PAGE EXTRACT:

══════════════════════════════

At its worst, A Woman is a Secret was extremely cliché. The constant use of poetic language was distancing as an audience member, arresting our imaginations, and taking us out of the moment. We’ve heard this all before, I kept thinking. The worst was the drawn out metaphor of a moth caught in a spider web, in the seduction scene between the bartender Hank (Trent Pardy) and the patron Sparkle (Molly Flood). We get it. You’re a spider and you’re going to devour her. Why are you guys still talking about this—why is this metaphor still happening? The actors in this scene, and most of the others, through no fault of their own, left me with little more than rolling eyes.

It wasn’t all bad. Hanna Puley’s set design was beautiful. The stage was covered with autumn leaves and café chairs, with a garden archway upstage through which all the couples entered. This mix of the natural and the social—the garden and the coffee shop—was echoed thematically throughout the script. But to what end? Perhaps the play explores this social/natural dialectic across relationship themselves: men as social, women as natural. And yet, this narrative too has been done. Ad infinite. I felt like those guys in the Blair Witch Project yelling, “It’s the same river!” just wanting someone to kill me now, and end my suffering.

══════════════════════════════

EXCERPTED DATA:
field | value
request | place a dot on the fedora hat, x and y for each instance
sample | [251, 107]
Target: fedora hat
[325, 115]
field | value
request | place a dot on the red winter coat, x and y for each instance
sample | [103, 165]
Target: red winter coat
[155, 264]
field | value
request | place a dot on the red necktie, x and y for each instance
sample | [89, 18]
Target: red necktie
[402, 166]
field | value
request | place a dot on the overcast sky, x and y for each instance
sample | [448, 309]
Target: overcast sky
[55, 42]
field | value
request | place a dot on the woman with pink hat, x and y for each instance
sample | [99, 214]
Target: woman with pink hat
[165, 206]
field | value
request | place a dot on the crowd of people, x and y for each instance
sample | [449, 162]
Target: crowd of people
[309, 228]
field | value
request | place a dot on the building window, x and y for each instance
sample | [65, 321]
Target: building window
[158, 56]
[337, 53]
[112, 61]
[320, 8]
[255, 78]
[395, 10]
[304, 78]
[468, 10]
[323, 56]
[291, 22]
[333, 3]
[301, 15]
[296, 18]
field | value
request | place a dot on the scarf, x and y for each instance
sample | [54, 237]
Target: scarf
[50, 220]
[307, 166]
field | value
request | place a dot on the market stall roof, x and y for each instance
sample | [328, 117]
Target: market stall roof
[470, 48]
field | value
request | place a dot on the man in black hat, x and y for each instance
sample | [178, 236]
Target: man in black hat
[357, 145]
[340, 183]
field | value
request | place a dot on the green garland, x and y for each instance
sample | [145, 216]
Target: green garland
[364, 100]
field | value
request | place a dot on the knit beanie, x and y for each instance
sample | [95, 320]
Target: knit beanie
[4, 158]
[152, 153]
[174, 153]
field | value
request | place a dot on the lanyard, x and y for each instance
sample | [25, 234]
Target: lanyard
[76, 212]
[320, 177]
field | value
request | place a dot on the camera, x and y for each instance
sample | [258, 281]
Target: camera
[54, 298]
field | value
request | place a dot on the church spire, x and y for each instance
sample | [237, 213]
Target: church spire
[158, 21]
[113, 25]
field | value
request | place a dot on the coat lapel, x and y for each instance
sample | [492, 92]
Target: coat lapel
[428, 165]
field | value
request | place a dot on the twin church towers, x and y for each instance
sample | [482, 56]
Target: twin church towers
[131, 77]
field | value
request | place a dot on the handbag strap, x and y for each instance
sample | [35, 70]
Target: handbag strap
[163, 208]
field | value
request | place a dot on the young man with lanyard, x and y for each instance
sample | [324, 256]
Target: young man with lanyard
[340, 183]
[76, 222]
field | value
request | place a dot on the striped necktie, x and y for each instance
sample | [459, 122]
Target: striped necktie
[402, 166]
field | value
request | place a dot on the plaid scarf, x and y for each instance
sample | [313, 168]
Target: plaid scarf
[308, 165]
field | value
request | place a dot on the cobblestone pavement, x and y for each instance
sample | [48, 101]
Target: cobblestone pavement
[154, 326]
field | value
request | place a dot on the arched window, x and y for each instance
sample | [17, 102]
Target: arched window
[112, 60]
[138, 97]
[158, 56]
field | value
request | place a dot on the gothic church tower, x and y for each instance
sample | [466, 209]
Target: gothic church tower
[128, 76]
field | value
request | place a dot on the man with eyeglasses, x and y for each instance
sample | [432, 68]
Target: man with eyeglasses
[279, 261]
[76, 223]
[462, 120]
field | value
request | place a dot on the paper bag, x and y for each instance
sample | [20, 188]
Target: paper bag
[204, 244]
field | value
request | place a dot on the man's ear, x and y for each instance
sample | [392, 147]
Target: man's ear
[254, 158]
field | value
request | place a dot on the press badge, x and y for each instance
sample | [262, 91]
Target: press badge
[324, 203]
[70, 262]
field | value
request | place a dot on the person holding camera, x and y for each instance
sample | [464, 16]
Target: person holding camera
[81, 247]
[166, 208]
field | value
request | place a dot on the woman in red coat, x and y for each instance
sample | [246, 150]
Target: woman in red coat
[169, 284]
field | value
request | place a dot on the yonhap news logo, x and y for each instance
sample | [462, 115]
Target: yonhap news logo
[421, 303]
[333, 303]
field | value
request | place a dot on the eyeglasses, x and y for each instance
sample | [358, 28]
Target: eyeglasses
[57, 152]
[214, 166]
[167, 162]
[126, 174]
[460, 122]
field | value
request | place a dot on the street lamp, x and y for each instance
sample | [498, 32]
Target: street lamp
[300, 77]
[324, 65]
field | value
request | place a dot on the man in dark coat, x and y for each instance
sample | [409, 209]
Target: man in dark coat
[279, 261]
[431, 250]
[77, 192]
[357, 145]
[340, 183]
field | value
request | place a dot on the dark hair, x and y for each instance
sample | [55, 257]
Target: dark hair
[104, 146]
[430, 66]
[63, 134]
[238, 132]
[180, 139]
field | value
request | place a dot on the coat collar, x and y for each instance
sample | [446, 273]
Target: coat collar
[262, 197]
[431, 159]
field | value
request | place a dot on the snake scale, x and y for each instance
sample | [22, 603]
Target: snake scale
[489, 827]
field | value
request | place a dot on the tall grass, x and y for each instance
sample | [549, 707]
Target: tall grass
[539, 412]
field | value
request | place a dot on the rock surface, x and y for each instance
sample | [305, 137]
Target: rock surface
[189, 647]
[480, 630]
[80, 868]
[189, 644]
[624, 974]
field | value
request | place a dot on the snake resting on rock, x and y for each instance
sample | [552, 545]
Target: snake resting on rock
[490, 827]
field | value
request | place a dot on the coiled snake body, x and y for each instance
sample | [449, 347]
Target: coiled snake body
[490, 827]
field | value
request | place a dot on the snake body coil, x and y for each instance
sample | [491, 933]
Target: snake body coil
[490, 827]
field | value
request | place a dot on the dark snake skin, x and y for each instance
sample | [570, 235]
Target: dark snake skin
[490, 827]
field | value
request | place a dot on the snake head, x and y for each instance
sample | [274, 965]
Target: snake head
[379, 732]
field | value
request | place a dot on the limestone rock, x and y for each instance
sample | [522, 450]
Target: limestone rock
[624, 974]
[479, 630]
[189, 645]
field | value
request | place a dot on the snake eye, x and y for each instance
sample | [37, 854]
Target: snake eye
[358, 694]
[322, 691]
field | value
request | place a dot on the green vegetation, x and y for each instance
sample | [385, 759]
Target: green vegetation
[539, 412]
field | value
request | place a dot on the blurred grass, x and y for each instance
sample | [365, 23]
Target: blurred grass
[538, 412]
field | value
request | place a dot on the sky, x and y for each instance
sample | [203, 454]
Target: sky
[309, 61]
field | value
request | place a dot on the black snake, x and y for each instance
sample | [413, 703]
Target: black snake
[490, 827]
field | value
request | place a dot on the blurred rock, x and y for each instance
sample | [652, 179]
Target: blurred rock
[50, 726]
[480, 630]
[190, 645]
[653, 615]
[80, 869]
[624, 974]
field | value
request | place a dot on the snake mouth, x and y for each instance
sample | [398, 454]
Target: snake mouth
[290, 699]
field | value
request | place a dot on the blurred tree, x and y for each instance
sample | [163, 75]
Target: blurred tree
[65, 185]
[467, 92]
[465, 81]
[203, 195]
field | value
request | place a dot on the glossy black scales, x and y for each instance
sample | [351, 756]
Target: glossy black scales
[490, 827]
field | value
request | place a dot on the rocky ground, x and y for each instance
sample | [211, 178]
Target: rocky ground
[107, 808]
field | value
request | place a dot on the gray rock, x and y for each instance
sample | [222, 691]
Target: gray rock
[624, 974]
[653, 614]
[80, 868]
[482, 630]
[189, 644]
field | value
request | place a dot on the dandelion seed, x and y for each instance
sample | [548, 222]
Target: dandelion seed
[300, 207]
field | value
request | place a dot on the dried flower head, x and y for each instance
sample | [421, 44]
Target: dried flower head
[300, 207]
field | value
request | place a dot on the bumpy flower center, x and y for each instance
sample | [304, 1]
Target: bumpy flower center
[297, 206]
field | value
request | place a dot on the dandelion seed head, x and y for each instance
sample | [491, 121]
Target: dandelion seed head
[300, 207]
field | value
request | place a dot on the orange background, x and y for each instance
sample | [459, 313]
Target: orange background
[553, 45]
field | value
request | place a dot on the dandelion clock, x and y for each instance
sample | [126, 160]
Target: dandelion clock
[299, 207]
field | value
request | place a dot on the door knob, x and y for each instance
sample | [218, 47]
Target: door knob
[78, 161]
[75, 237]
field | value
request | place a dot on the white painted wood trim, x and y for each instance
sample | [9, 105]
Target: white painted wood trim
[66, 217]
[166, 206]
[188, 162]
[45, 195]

══════════════════════════════

TO DO:
From the theater review above, quote the text word for word, beginning with the words "At its worst, A" and ending after the words "than rolling eyes.".

EXERCISE ANSWER:
At its worst, A Woman is a Secret was extremely cliché. The constant use of poetic language was distancing as an audience member, arresting our imaginations, and taking us out of the moment. We’ve heard this all before, I kept thinking. The worst was the drawn out metaphor of a moth caught in a spider web, in the seduction scene between the bartender Hank (Trent Pardy) and the patron Sparkle (Molly Flood). We get it. You’re a spider and you’re going to devour her. Why are you guys still talking about this—why is this metaphor still happening? The actors in this scene, and most of the others, through no fault of their own, left me with little more than rolling eyes.